Overview
When scraping an entire website like Qiushibaike (Chinese joke site), you have two approaches:
Method 1: Use Scrapy's base Spider class with recursive crawling (manual request callbacks).
Method 2: Use CrawlSpider for automated link extraction and crawling (cleaner and more efficient).
This guide covers:
- CrawlSpider introduction
- CrawlSpider usage
- Creating CrawlSpider-based crawlers
- LinkExtractor
- Rule parser
Introduction
CrawlSpider extends the base Spider class with additional powerful features. The most notable is the LinkExtractors module for automatic link extraction. While the base Spider class is designed for scraping URLs in the start_urls list, CrawlSpider is better suited for recursive extracting and following links from crawled pages.
Usage
1. Create a Scrapy project
scrapy startproject projectName
2. Create a CrawlSpider-based crawler
scrapy genspider -t crawl spiderName www.example.com
The -t crawl flag creates a crawler based on CrawlSpider rather than the base Spider class.

┄┄┄┄┄┄┄┄┄┄

[EXERCISE SET]:
1 > According to the CrawlSpider guide, why is CrawlSpider a better fit than the base Spider class for crawling a whole site? Answer in one to three sentences.
2 > Answer these from the CrawlSpider guide:
(a) What does Method 1 use to crawl recursively?
(b) Which command creates a Scrapy project?
(c) What does the -t crawl flag do?
3 > Write the next part of the CrawlSpider guide, beginning after its final sentence.
The material that comes next has no connection to the CrawlSpider guide.

Data listing
┄┄┄┄┄┄┄┄┄┄

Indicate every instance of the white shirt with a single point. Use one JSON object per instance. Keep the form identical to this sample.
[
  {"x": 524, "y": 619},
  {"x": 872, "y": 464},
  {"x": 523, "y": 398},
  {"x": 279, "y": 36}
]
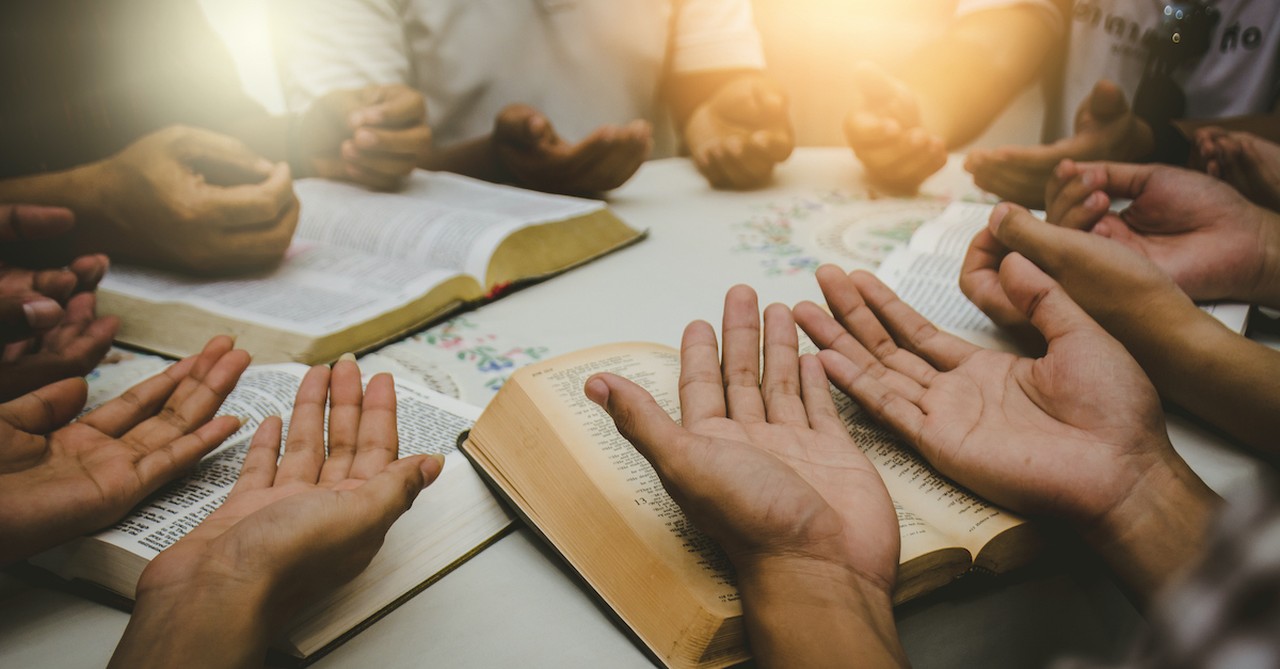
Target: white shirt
[
  {"x": 584, "y": 63},
  {"x": 1239, "y": 74}
]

┄┄┄┄┄┄┄┄┄┄

[FINAL RESULTS]:
1 > CrawlSpider adds the LinkExtractors module, which extracts links automatically. The base Spider class is designed for scraping the URLs in the start_urls list. CrawlSpider is better suited to recursively extracting and following links from crawled pages.

2 >
(a) Scrapy's base Spider class, with manual request callbacks.
(b) scrapy startproject projectName
(c) It creates a crawler based on CrawlSpider rather than the base Spider class.

3 >
3. Generated CrawlSpider File Structure
# -*- coding: utf-8 -*-
import scrapy
from scrapy.linkextractors import LinkExtractor
from scrapy.spiders import CrawlSpider, Rule
class MyCrawlerSpider(CrawlSpider):
name = 'myCrawler'
start_urls = ['http://www.example.com/']
rules = (
Rule(LinkExtractor(allow=r'Items/'), callback='parse_item', follow=True),
)
def parse_item(self, response):
item = {}
return item
Key components:
- Lines 2-3: Import required CrawlSpider modules
- Line 7: Class inherits from
CrawlSpider - Lines 12-14: Define link extraction rules
- Line 16: Data parsing method
4. LinkExtractor
Extracts URLs from responses based on specified rules.
LinkExtractor(
allow=r'Items/', # Regex pattern for allowed URLs
deny=xxx, # Regex pattern for denied URLs
restrict_xpaths=xxx, # XPath expression for extraction
restrict_css=xxx, # CSS selector for extraction
deny_domains=xxx, # Domains to exclude
)
5. Rule
Parses pages based on links extracted by LinkExtractor.
Rule(LinkExtractor(allow=r'Items/'), callback='parse_item', follow=True)
Parameters:
| Paramter | Description |
|---|---|
| 1st | LinkExtractor instance |
| 2nd | Callback function for parsing |
| 3rd | Follow flag - whether to continue extracting links from parsed pages (defaults to True when callback is None) |
6. Rules Tuple
The rules tuple contains one or more Rule objects, each representing a different extraction strategy.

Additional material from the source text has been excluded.